**PASSAGE SHOWN:**

====

Tuesday, December 25, 2012

A Christmas Card From Key West

Here's a thought that came to me walking the docks in Key West, remembering my own life spent afloat.

Imagine a romantic life on the water anchored out, between Fleming Key and Christmas Tree Island, your floating home bobbing to its anchor, bow to the wind, wavelets lapping the hull in the still of a crisp winter's night. Candles are burning in the cabin giving a warm glow to the cold night air, the silence of the Christmas night is broken only by the guttering of the flames in synch with the patter of the water outside the thin hull of the boat...perfect!

Except it's a long hard row in the dark, across the vast empty great void of the night on water as black as the sky. Behind you the light of the city and the colorful people it contains, including your friends, is swallowed up in that very cold impenetrable night. You are as lonely as an astronaut in outer space in your little boat-module. And you've got dinghy butt, a well known discomfort for liveaboards who get water slop into their little craft as they head to or from shore and end up spending the day in wet shorts, or arrive home dripping salt water into the cabin...

Temper all romantic notions with a cold hard dose of reality. That's why you are on this page, in spite of yourself. I shall not lead you wrong.

====

**DATA EXCERPTS:**
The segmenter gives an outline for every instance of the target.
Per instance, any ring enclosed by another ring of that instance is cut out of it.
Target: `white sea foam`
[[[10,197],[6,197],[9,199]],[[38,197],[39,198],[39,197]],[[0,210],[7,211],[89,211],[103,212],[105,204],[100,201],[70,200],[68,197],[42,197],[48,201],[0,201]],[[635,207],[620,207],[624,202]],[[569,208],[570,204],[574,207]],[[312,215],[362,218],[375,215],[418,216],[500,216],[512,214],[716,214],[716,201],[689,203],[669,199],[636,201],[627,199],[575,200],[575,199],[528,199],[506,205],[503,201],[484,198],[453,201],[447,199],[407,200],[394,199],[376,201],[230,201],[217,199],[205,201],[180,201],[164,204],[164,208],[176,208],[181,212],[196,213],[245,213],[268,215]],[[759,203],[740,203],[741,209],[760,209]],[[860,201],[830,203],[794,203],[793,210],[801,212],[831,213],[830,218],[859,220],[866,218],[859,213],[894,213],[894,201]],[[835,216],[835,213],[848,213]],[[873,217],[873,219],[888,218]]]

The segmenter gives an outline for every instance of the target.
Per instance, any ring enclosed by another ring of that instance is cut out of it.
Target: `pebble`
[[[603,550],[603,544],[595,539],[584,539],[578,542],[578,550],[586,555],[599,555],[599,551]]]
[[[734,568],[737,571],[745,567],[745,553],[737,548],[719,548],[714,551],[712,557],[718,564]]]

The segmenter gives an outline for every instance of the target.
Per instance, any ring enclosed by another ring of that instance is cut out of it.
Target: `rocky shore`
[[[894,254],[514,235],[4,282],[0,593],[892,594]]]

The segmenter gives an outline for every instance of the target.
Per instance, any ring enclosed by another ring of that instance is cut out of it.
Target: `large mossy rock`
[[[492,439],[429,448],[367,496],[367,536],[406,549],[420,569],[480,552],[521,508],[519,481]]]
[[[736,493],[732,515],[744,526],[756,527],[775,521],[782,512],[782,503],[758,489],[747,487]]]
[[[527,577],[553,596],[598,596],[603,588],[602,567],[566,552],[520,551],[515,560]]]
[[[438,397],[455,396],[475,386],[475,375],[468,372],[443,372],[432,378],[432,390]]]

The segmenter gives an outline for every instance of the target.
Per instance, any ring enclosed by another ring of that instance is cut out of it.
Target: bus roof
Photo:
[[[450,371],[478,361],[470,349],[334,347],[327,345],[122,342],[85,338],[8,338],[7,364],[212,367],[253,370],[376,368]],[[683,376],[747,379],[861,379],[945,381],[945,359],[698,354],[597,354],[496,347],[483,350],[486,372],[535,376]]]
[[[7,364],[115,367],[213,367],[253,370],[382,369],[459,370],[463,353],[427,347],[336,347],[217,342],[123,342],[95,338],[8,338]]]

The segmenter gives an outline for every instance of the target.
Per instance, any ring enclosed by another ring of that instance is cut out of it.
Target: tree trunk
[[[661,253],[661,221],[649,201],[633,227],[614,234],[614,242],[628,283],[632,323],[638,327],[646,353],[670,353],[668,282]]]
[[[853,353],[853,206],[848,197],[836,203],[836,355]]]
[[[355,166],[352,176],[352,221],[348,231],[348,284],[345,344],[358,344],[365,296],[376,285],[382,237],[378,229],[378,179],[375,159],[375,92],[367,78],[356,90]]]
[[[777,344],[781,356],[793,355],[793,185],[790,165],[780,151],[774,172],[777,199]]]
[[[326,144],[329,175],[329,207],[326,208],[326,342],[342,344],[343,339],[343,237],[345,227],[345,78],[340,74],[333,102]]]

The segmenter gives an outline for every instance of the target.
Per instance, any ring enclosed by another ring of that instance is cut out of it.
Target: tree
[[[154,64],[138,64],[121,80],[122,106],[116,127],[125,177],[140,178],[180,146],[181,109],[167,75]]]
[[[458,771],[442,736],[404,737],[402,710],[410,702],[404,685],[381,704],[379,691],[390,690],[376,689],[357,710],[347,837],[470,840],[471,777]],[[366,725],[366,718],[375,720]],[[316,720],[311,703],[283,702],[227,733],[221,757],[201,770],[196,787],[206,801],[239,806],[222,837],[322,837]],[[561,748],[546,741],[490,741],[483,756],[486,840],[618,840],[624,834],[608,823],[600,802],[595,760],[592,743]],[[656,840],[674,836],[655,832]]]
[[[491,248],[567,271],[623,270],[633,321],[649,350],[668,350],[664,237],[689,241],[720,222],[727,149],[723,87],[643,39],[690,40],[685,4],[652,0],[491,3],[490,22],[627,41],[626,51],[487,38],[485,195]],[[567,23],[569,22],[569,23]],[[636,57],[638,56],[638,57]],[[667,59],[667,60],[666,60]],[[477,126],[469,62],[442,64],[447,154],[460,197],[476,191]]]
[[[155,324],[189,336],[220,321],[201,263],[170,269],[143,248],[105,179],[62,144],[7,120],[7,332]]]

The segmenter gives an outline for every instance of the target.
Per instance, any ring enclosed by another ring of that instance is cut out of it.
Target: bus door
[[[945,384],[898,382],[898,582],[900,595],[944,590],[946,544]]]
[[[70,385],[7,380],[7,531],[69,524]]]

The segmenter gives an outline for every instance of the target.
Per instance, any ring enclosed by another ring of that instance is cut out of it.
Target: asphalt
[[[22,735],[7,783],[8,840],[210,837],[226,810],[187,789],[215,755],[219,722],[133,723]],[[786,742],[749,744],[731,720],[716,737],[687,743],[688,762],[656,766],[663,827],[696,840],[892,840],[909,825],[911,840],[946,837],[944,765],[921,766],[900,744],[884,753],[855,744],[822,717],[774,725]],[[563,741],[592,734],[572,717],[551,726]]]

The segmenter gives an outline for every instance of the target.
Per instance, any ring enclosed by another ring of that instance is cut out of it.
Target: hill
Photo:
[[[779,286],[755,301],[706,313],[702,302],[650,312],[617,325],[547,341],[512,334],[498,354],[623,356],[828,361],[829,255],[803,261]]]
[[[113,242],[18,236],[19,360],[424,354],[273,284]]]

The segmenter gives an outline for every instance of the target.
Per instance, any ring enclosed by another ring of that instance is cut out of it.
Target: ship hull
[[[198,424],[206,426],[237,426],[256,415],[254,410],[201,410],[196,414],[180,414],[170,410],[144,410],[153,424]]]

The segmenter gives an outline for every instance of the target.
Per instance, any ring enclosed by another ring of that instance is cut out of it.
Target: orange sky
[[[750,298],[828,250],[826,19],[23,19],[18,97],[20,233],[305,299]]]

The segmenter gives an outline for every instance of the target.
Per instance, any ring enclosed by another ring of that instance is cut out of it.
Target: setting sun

====

**WHAT YOU WILL DO:**
1 > In the Key West post, between which two places is the floating home imagined anchored?
2 > Please reproduce everything in the Key West post from "Here's a thought" down to "of the boat...perfect!".

**TASK-BY-TASK OUTPUTS:**
1 > Between Fleming Key and Christmas Tree Island.

2 >
Here's a thought that came to me walking the docks in Key West, remembering my own life spent afloat.

Imagine a romantic life on the water anchored out, between Fleming Key and Christmas Tree Island, your floating home bobbing to its anchor, bow to the wind, wavelets lapping the hull in the still of a crisp winter's night. Candles are burning in the cabin giving a warm glow to the cold night air, the silence of the Christmas night is broken only by the guttering of the flames in synch with the patter of the water outside the thin hull of the boat...perfect!